**Page text**.
Nearly 16 million American families, or about one family in five, incur "catastrophic" out-of-pocket medical costs each year, according to a study funded by the government's National Center for Health Services Research.
Many of these families are headed by elderly or unemployed persons, and about a third have income below the government's official poverty line, the study found.
The study is one of the first to estimate how many Americans have potentially ruinous out-of-pocket medical costs when a severe or long-term illness hits. NCHSR studies are considered to be highly reliable by many health professionals and are often used by government policy-makers.
In the study, catastrophic costs were defined as out-of-pocket expenses -- costs beyond those covered by private or public health insurance or by Medicaid or other government programs -- exceeding 5 percent of the family's gross income.
The study's principal authors, S.E. Berki and Leon Wyszewianski of the University of Michigan School of Public Health, said that people suffering catastrophic costs were of two types: those who had good health insurance but had very large costs beyond their coverage, and families "for whom relatively small out-of-pocket expenses represented a high percentage of their income due to a combination of low income and inadequate or nonexistent health-care coverage."

**Records provided**.
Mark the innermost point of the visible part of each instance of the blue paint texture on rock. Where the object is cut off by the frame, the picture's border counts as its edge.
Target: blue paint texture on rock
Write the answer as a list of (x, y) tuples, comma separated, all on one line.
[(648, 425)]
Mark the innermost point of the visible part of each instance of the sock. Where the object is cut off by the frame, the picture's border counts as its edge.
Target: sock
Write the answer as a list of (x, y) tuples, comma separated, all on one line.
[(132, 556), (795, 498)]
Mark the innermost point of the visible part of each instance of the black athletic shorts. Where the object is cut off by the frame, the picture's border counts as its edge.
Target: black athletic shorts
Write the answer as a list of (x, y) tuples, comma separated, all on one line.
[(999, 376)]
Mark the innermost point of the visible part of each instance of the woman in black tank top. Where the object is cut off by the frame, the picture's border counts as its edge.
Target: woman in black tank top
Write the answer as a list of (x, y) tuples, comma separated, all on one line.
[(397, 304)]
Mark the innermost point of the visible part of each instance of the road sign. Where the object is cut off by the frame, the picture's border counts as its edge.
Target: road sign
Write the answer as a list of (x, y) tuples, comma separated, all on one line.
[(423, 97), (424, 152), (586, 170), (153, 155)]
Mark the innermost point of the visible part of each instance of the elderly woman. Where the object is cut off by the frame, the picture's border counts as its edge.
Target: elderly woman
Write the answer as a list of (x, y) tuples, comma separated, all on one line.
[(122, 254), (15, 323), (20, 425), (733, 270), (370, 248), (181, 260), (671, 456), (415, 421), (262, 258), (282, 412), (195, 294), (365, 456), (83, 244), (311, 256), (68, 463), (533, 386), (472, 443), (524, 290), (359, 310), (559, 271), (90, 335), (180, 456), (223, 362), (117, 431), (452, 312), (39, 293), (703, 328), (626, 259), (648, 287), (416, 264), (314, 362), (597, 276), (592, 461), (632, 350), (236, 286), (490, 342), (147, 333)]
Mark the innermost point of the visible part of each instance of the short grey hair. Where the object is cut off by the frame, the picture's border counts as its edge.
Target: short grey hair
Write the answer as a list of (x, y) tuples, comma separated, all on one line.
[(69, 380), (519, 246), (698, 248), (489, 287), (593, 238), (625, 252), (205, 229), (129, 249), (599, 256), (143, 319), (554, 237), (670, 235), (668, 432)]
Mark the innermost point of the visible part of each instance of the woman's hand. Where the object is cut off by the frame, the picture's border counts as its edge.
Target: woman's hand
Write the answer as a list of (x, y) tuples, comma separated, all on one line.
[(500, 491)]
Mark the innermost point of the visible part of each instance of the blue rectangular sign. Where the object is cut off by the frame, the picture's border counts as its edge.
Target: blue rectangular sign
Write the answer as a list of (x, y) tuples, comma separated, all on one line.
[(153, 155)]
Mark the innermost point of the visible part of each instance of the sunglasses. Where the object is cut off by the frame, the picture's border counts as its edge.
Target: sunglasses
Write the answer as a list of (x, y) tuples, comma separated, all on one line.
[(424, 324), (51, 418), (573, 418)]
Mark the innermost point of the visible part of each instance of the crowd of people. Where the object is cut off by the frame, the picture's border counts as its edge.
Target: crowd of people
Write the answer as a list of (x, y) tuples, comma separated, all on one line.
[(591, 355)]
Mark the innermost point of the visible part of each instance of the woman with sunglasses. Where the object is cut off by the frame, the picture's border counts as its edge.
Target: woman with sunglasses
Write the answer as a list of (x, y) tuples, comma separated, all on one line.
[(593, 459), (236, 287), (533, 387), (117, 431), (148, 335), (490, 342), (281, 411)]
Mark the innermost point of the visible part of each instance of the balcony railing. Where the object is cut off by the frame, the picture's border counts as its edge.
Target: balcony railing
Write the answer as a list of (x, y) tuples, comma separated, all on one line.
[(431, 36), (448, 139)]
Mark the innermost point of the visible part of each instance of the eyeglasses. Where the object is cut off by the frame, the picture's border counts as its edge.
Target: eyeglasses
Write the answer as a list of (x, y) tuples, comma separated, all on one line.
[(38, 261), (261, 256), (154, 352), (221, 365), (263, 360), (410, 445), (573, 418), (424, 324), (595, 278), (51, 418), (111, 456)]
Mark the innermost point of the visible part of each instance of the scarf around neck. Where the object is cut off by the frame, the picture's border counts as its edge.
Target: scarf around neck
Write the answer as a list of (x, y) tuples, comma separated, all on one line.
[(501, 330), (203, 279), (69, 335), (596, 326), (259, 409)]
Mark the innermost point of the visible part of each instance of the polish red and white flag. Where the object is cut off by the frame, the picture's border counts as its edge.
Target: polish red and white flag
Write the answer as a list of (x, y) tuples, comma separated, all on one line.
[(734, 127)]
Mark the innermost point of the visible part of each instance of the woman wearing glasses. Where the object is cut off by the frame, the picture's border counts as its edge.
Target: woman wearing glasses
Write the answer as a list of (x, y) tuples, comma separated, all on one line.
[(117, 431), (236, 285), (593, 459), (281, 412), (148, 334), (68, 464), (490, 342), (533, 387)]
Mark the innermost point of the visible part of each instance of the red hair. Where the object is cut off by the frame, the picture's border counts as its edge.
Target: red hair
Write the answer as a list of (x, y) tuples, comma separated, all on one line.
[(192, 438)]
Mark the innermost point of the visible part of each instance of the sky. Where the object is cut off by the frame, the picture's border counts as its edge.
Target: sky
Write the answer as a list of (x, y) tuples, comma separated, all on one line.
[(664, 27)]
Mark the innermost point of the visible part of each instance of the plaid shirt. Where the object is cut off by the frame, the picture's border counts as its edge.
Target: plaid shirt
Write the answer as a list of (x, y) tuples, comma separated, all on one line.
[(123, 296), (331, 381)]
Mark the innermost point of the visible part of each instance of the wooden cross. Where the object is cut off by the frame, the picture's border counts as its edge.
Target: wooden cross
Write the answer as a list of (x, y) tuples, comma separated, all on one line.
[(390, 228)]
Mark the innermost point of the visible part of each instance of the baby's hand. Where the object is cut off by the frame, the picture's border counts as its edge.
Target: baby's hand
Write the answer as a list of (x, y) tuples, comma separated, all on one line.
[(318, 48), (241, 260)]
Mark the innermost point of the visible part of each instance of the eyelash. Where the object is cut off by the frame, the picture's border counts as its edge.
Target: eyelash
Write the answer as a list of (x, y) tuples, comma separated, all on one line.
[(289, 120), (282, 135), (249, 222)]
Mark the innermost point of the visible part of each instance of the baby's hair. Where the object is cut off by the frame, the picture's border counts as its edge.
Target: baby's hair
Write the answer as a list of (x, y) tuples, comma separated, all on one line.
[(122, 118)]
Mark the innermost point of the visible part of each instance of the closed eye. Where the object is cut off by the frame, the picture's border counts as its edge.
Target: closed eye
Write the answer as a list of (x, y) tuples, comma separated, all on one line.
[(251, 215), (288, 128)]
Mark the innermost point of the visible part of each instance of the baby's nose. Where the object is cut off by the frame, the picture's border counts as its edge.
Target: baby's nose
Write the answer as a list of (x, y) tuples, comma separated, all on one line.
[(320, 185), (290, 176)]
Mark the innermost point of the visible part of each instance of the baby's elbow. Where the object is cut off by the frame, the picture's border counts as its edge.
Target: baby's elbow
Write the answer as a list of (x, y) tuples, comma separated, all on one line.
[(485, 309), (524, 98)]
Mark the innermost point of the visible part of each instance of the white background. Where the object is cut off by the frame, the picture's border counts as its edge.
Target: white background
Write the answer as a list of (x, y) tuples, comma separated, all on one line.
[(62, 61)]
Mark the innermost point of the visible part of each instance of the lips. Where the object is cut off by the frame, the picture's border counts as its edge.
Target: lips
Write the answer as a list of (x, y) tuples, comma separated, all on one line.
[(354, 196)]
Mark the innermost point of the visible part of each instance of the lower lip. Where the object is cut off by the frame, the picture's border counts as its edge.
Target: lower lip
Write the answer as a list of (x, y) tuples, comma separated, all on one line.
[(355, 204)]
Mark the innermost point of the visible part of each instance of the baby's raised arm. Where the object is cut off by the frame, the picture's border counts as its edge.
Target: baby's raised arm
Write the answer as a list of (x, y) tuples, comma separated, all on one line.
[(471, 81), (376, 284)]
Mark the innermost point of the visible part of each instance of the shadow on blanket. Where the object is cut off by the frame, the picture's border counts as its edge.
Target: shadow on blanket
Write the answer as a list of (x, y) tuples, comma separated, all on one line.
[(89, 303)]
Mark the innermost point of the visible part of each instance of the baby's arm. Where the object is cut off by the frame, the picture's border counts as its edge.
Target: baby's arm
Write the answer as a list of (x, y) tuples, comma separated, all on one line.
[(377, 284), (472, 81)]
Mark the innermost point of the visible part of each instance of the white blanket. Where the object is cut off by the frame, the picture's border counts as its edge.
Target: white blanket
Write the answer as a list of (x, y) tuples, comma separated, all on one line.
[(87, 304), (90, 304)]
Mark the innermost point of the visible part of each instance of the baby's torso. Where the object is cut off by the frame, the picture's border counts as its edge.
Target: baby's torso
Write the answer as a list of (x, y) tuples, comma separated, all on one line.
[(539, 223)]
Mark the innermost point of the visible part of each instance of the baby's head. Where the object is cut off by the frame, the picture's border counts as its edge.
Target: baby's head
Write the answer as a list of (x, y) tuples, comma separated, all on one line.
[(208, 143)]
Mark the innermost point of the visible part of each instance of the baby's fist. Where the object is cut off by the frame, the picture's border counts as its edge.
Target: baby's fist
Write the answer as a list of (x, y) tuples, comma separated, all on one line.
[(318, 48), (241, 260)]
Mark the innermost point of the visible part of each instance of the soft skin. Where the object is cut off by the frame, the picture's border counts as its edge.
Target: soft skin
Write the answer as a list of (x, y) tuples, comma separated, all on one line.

**Required action**.
Please extract the part of the article on medical costs between "Many of these" and "by government policy-makers.", inclusive, word for word.

**Finished task**.
Many of these families are headed by elderly or unemployed persons, and about a third have income below the government's official poverty line, the study found.
The study is one of the first to estimate how many Americans have potentially ruinous out-of-pocket medical costs when a severe or long-term illness hits. NCHSR studies are considered to be highly reliable by many health professionals and are often used by government policy-makers.